*YOUR OBJECTIVE:* In the rows below, rewrite the section that starts at the line containing "Task: localize grey" and ends at the line containing "[693,666,769,713]", including both of those lines and keeping each request line. Multiply every bounding box coordinate by 1.45 and round to whole numbers, with halves rounded up; reproduce only that section.

*STORED RECORDS:*
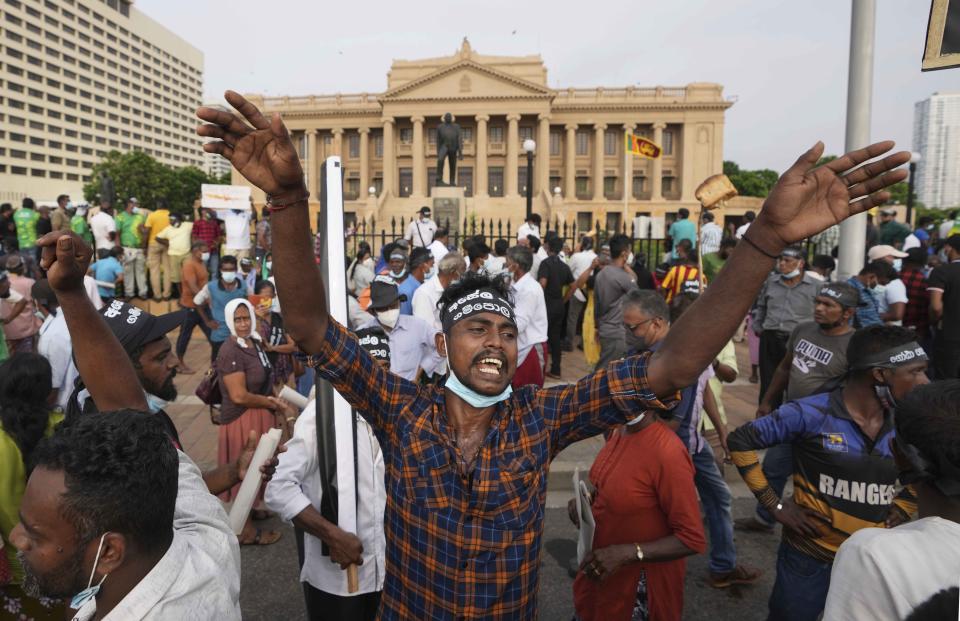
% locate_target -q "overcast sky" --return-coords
[136,0,960,171]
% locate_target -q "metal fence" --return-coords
[346,217,815,268]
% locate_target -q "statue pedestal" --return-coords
[430,186,466,235]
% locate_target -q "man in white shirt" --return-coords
[413,252,466,331]
[517,213,541,245]
[90,203,117,258]
[31,280,79,411]
[403,205,437,248]
[10,412,240,621]
[700,211,723,254]
[563,235,597,351]
[216,209,251,259]
[736,211,757,239]
[507,246,547,388]
[264,392,389,621]
[427,226,450,264]
[823,380,960,621]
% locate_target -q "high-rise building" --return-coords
[0,0,204,201]
[913,93,960,209]
[203,101,233,177]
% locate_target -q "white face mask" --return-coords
[377,308,400,330]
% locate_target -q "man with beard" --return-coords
[727,326,929,621]
[197,91,910,620]
[67,300,275,498]
[10,233,240,621]
[735,283,860,533]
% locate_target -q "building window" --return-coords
[660,130,673,155]
[577,131,590,155]
[400,168,413,198]
[603,129,620,155]
[577,177,591,199]
[343,177,360,201]
[662,177,674,196]
[603,177,619,198]
[577,211,593,234]
[607,211,623,233]
[487,166,503,196]
[550,132,563,155]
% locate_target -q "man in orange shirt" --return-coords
[143,199,170,300]
[660,239,704,304]
[177,241,210,375]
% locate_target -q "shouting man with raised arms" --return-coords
[198,91,910,619]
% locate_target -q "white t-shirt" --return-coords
[877,278,908,326]
[217,210,250,250]
[823,517,960,621]
[90,211,117,250]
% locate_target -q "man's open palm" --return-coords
[758,140,910,245]
[197,91,305,196]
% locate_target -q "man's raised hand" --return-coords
[197,91,306,198]
[37,231,93,293]
[749,140,910,253]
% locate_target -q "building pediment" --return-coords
[380,59,552,102]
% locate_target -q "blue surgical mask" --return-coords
[443,336,513,408]
[70,533,109,610]
[143,391,170,414]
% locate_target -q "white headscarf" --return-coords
[223,298,262,347]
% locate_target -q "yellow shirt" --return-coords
[143,209,170,244]
[0,411,63,584]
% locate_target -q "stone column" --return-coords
[307,129,320,201]
[593,123,607,201]
[333,127,343,160]
[381,116,397,195]
[533,114,553,194]
[410,116,427,198]
[473,114,490,197]
[563,123,577,201]
[357,127,370,200]
[620,123,637,201]
[503,112,520,198]
[650,121,667,201]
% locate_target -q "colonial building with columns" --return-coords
[233,40,742,235]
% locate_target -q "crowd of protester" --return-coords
[0,92,960,621]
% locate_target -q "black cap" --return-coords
[100,300,186,355]
[370,276,407,310]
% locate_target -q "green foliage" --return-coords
[83,151,230,214]
[723,161,780,198]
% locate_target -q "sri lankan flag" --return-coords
[625,132,663,160]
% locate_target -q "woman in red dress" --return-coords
[570,412,706,621]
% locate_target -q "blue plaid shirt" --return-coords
[311,319,675,621]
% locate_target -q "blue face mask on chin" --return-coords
[443,336,513,408]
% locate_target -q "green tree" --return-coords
[83,151,230,214]
[723,161,780,198]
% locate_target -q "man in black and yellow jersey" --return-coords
[727,326,928,621]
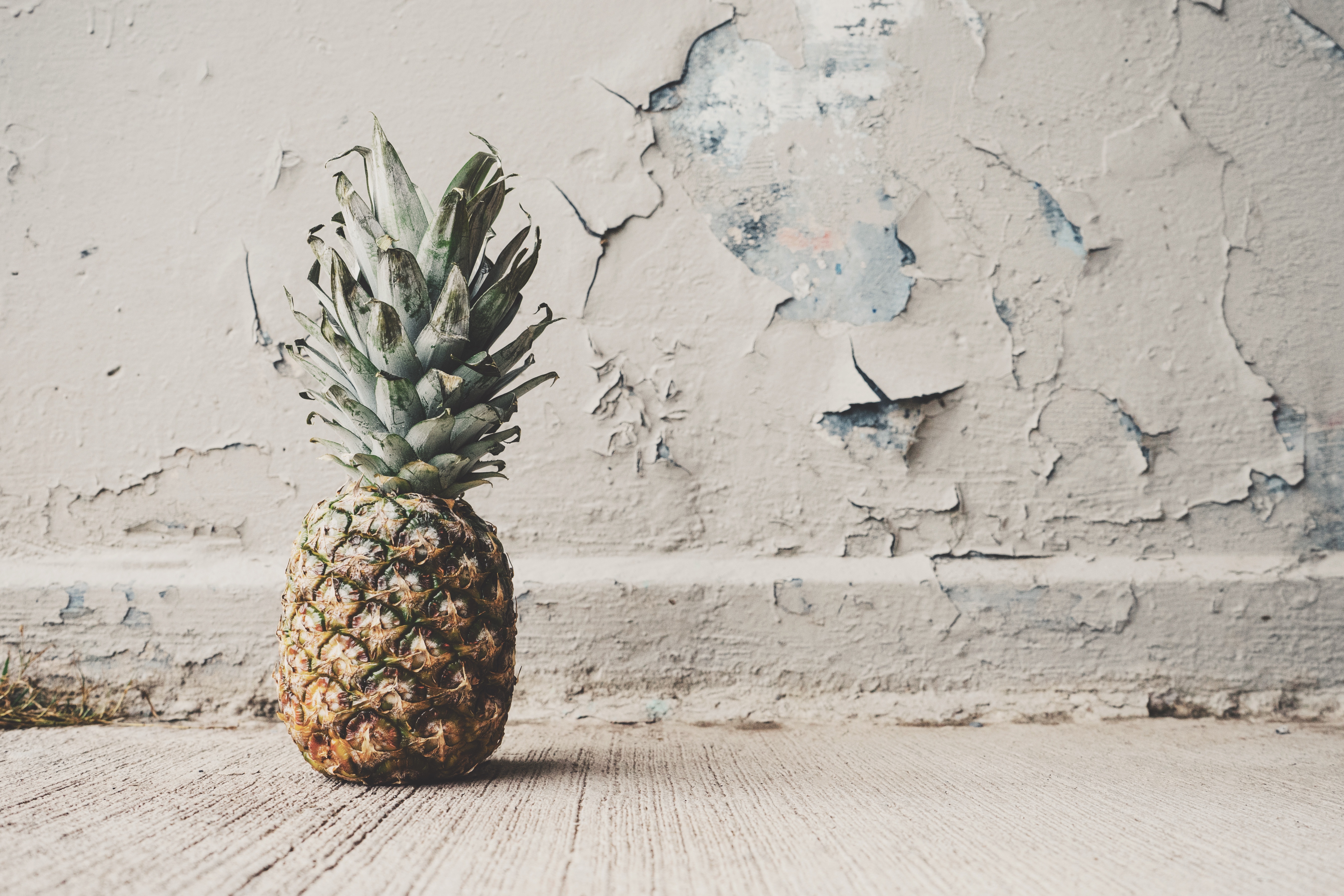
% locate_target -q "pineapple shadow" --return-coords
[457,756,593,786]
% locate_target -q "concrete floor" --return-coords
[0,719,1344,896]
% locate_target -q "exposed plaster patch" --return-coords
[1031,181,1087,258]
[652,23,914,324]
[1288,0,1344,51]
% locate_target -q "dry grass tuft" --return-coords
[0,650,130,731]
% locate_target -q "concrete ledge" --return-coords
[0,719,1344,896]
[0,552,1344,724]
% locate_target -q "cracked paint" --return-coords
[0,0,1344,721]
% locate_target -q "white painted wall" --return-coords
[0,0,1344,721]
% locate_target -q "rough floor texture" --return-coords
[0,720,1344,896]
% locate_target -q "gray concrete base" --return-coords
[0,719,1344,896]
[0,552,1344,724]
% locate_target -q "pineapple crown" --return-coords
[282,117,560,497]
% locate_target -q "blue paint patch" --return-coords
[121,607,150,629]
[1108,400,1152,473]
[1302,426,1344,551]
[1031,181,1087,258]
[60,582,93,622]
[821,400,923,455]
[991,293,1017,329]
[649,23,914,325]
[1274,400,1306,451]
[774,222,914,325]
[943,584,1048,609]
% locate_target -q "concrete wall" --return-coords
[0,0,1344,721]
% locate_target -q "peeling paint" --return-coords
[0,0,1344,721]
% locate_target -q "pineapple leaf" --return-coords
[327,386,387,435]
[308,437,345,451]
[453,180,508,283]
[444,152,499,200]
[429,451,472,489]
[374,371,425,438]
[415,189,466,302]
[281,342,355,391]
[349,454,392,475]
[331,252,372,355]
[367,300,423,380]
[308,411,368,453]
[371,475,414,497]
[495,302,554,369]
[332,335,378,404]
[323,146,374,200]
[449,404,500,450]
[396,461,440,494]
[472,291,523,351]
[285,289,331,348]
[378,248,429,342]
[429,426,519,485]
[484,223,532,289]
[415,369,462,416]
[415,265,472,369]
[415,184,438,240]
[317,454,374,485]
[374,433,415,473]
[489,371,560,423]
[444,478,495,498]
[406,411,453,458]
[368,115,429,251]
[481,355,536,398]
[336,172,387,298]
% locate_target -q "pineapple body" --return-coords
[274,482,517,784]
[274,119,558,783]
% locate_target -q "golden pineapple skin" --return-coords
[274,482,517,784]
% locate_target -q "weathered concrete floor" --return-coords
[0,720,1344,896]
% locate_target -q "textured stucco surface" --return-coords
[0,0,1344,721]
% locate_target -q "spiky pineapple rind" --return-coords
[285,125,557,497]
[274,482,517,783]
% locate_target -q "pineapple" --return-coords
[274,118,557,783]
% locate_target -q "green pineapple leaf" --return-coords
[368,115,429,251]
[374,433,415,473]
[406,411,453,458]
[396,461,442,494]
[374,371,425,438]
[378,247,430,344]
[415,369,462,416]
[367,300,423,380]
[415,265,472,369]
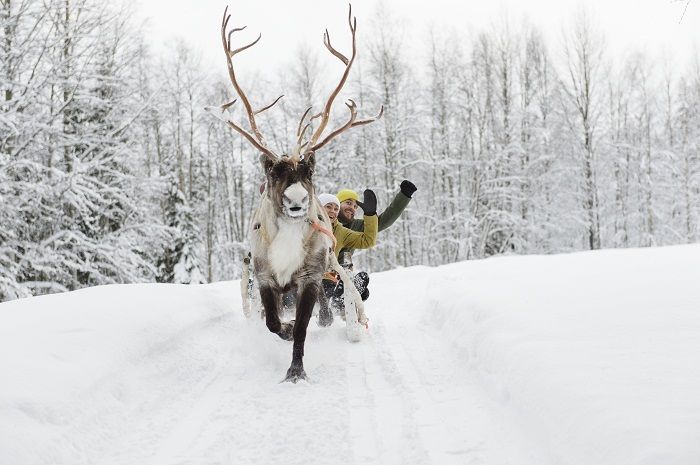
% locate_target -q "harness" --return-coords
[304,218,338,250]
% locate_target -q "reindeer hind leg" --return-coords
[260,286,293,341]
[284,282,319,383]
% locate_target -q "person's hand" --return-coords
[357,189,377,216]
[401,179,418,199]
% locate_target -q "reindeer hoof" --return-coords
[277,322,294,341]
[283,365,308,384]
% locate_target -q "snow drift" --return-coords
[0,245,700,465]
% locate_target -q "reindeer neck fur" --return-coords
[253,192,328,287]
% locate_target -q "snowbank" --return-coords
[0,245,700,465]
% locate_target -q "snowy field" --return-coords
[0,245,700,465]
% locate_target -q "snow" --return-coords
[0,245,700,465]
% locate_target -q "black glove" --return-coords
[401,179,418,199]
[357,189,377,216]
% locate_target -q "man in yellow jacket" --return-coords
[318,190,379,257]
[318,189,379,326]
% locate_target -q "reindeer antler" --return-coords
[207,6,284,161]
[207,5,384,162]
[297,5,384,154]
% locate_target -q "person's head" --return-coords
[318,194,340,221]
[337,189,360,223]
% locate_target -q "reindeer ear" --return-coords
[304,152,316,174]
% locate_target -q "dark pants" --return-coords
[318,271,369,315]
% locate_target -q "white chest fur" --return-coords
[267,220,308,286]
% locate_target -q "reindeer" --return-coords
[207,5,384,383]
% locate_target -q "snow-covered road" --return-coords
[0,246,700,465]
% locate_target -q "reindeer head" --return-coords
[207,6,384,220]
[261,154,316,220]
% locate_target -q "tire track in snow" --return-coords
[348,326,429,464]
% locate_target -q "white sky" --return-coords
[136,0,700,74]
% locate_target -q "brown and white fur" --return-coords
[250,155,365,382]
[207,3,384,382]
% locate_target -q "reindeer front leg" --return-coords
[260,284,293,341]
[284,281,319,383]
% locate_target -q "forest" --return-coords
[0,0,700,301]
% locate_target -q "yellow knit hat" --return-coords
[336,189,360,203]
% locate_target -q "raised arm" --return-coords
[378,180,417,231]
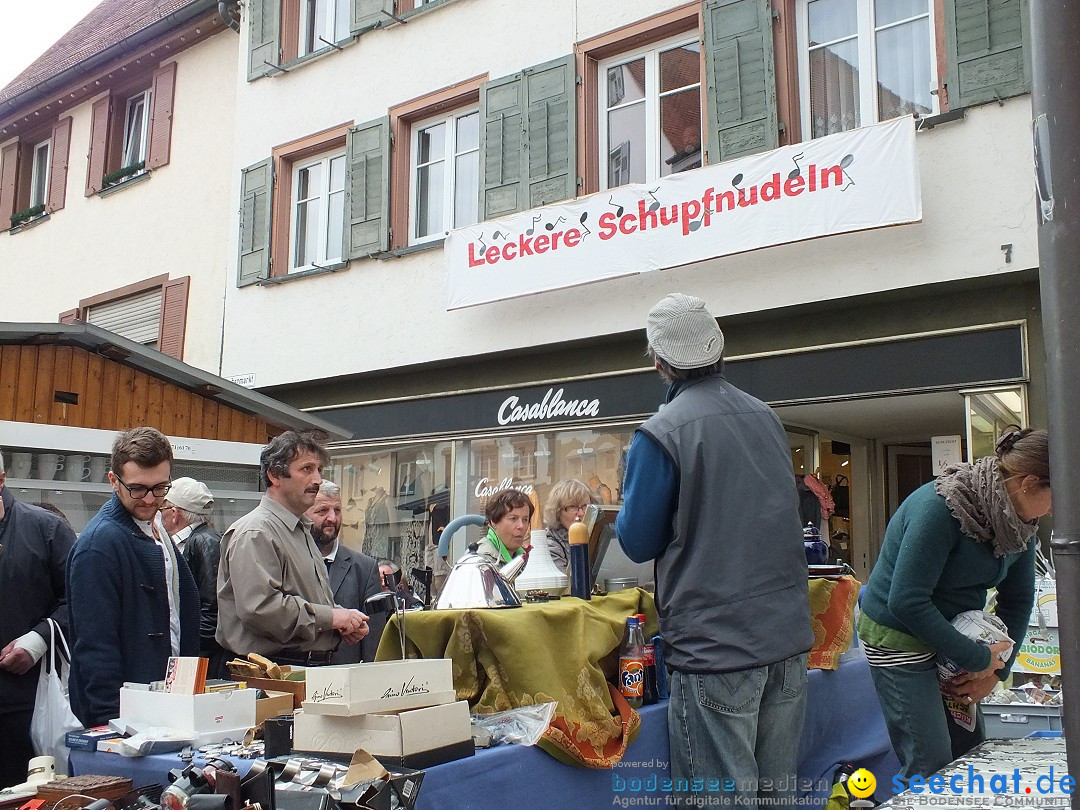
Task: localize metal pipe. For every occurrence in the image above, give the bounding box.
[1030,0,1080,810]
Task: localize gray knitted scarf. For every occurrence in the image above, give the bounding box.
[934,456,1039,557]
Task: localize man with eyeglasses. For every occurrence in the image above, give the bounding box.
[67,428,200,727]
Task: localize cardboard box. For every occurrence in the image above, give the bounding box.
[1013,627,1062,675]
[233,677,308,708]
[255,692,294,726]
[303,658,458,716]
[981,703,1062,740]
[64,726,117,751]
[120,687,255,745]
[293,700,473,768]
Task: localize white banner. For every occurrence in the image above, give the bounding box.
[445,117,922,310]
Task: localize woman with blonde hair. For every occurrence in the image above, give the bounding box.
[543,478,596,571]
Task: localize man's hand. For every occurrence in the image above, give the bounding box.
[333,608,368,644]
[0,642,33,675]
[946,642,1012,703]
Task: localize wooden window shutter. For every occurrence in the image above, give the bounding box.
[349,0,394,36]
[702,0,780,163]
[146,62,176,168]
[237,158,273,287]
[480,73,525,221]
[247,0,281,81]
[342,116,390,259]
[0,140,22,232]
[86,96,109,197]
[945,0,1031,109]
[522,54,578,208]
[158,275,191,360]
[46,116,71,213]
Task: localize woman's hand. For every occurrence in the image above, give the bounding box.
[947,642,1012,703]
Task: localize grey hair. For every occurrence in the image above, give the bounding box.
[543,478,596,529]
[173,503,206,525]
[260,430,330,489]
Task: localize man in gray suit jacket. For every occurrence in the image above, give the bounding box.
[306,478,387,664]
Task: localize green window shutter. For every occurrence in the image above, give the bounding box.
[480,55,578,220]
[945,0,1031,109]
[480,73,525,221]
[524,54,578,208]
[343,116,390,259]
[702,0,780,163]
[237,158,273,287]
[247,0,281,81]
[349,0,394,36]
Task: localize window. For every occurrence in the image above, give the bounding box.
[59,275,191,360]
[299,0,349,56]
[86,287,161,349]
[289,152,345,272]
[0,116,71,232]
[120,90,150,168]
[798,0,939,138]
[409,110,480,243]
[30,140,52,208]
[597,37,702,188]
[85,62,176,197]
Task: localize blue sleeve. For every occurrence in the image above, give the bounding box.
[616,431,678,563]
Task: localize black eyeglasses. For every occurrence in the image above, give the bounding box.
[112,473,173,501]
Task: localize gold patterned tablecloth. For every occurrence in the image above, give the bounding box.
[377,577,859,768]
[378,589,657,768]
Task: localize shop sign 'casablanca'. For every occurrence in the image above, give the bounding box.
[446,117,922,310]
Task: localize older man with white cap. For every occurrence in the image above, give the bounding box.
[616,293,813,806]
[161,478,225,678]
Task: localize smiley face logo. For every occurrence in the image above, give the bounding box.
[846,768,877,799]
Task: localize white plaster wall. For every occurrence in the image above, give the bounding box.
[0,30,240,372]
[222,0,1037,387]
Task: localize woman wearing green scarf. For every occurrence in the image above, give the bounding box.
[859,429,1051,779]
[477,489,532,566]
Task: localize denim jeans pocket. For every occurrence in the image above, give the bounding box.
[781,652,807,698]
[693,666,769,713]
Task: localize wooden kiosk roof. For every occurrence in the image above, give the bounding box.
[0,322,352,444]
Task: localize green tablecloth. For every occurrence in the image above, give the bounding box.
[377,589,657,768]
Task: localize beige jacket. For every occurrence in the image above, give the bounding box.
[217,496,340,657]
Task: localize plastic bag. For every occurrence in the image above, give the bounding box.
[937,610,1014,731]
[120,727,199,757]
[30,619,82,773]
[472,701,558,745]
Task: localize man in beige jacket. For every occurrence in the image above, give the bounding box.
[217,431,368,666]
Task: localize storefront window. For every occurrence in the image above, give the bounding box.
[464,428,633,528]
[323,442,454,572]
[962,386,1027,461]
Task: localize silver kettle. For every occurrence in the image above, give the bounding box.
[435,543,526,610]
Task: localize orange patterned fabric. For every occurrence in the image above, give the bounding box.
[807,577,862,670]
[378,589,657,768]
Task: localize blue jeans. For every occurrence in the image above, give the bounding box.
[667,652,807,807]
[870,659,984,779]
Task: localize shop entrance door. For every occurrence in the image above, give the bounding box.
[886,444,934,517]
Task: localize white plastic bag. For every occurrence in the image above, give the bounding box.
[30,619,82,773]
[937,610,1015,731]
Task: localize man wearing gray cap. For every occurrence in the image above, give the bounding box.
[161,478,225,678]
[616,293,813,806]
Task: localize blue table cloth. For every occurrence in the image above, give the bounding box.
[70,649,900,810]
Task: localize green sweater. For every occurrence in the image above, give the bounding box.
[859,482,1038,678]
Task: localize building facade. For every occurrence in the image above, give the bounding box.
[0,0,239,373]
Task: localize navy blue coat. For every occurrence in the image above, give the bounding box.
[67,495,199,727]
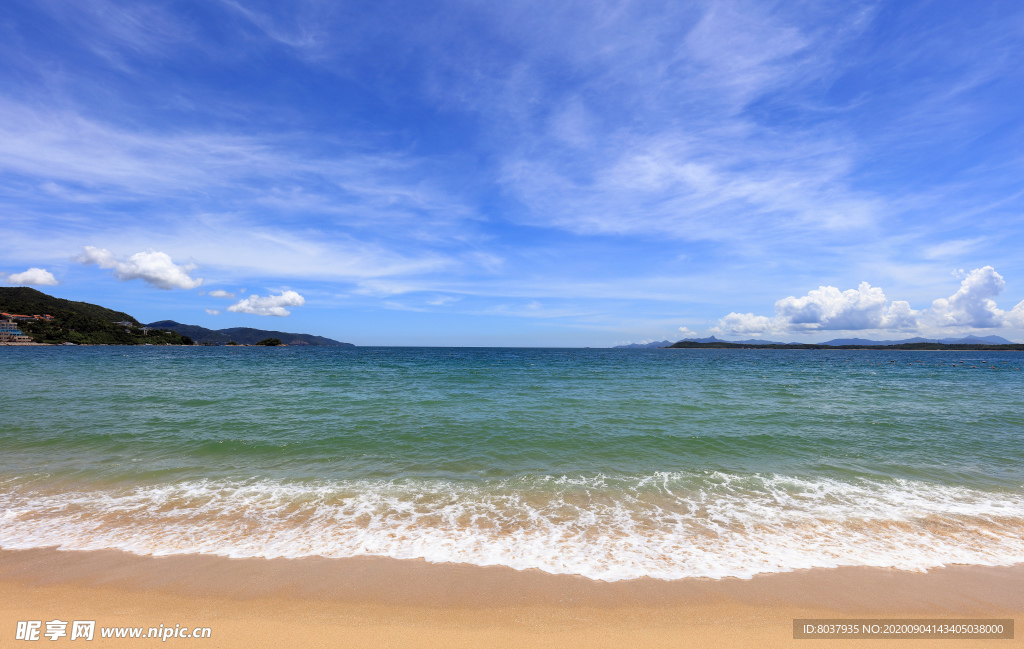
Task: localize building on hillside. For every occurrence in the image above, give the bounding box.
[0,320,32,343]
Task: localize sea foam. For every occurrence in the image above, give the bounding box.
[0,472,1024,581]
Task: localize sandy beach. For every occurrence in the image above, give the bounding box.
[0,549,1024,647]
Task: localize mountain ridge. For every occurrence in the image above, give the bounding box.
[146,320,355,347]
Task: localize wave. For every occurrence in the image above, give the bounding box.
[0,472,1024,581]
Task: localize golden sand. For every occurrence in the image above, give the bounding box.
[0,550,1024,649]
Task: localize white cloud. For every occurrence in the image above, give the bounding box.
[709,266,1024,335]
[709,282,920,336]
[1007,300,1024,329]
[74,246,203,291]
[427,295,462,306]
[7,268,58,287]
[775,282,918,331]
[227,291,306,317]
[708,312,773,336]
[932,266,1007,329]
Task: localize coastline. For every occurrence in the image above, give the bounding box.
[0,549,1024,647]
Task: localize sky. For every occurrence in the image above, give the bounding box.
[0,0,1024,347]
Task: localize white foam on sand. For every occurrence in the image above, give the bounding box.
[0,472,1024,581]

*OUTPUT OF THE TASK:*
Task: localize grey hair. For every occurrence in the image above, give the bounding box.
[787,693,864,767]
[251,729,299,761]
[377,624,479,709]
Task: localize man in gray suit jacket. For every occurrence in the image above, give the bounding box.
[444,693,561,963]
Task: localize green window shutter. For every occurrence in the image above, give the bounding box.
[696,80,838,319]
[1370,0,1495,158]
[696,106,761,320]
[760,78,838,302]
[497,168,566,376]
[1018,0,1131,236]
[344,229,396,416]
[358,0,407,117]
[506,0,571,52]
Task: localize window. For every occurrence in the image above, give the bounding box.
[86,399,277,522]
[434,0,506,81]
[125,416,233,506]
[419,220,500,394]
[0,168,103,336]
[174,131,218,244]
[1157,0,1362,200]
[593,160,696,352]
[44,203,75,302]
[866,54,1018,273]
[123,90,255,286]
Task: localize blue sleeve. For every occurrence in the image above, give the bounding box.
[893,625,983,816]
Task: localize black eyeglasses. For every occurrence in the image above, give the bounding box.
[162,686,251,726]
Task: localize gold patterned tablecloth. For every occurrence in the image above, give the bounding box.
[547,837,1246,1114]
[548,854,953,1114]
Task: localize shop sign 'casablanca'. For every occurrence in the image above, give the bounding box.
[647,170,1337,450]
Task: localize older man with white cap. For every occurrence in the image above, give the bounding box.
[893,425,1179,1169]
[233,693,326,983]
Task: localize smiley face logo. For every occurrence in the image above, give the bounding box.
[1227,1114,1272,1159]
Task: localize white plaster wall. For every occurrence in the image above, give the bounding box.
[0,44,348,539]
[322,0,1504,561]
Task: localize woman wearing green scarf. For every occurrence in the image above, give the bounding box.
[1246,622,1524,1130]
[692,709,771,821]
Task: localize denim jeans pocket. For every occurrence in the image above, give the bounding box.
[1132,945,1170,1012]
[1005,966,1115,1034]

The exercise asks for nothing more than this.